- Records to process
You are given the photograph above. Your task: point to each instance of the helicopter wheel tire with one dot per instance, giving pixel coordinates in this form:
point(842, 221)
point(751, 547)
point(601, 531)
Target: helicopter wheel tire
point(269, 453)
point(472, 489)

- The exercise
Copy all of the entries above word for word, keeping every line unchanged.

- Written solution
You are given the photograph above. Your task: point to each instance of the helicopter wheel tire with one dot per instance, giving pixel coordinates in this form:
point(842, 221)
point(751, 547)
point(601, 531)
Target: helicopter wheel tire
point(269, 453)
point(472, 489)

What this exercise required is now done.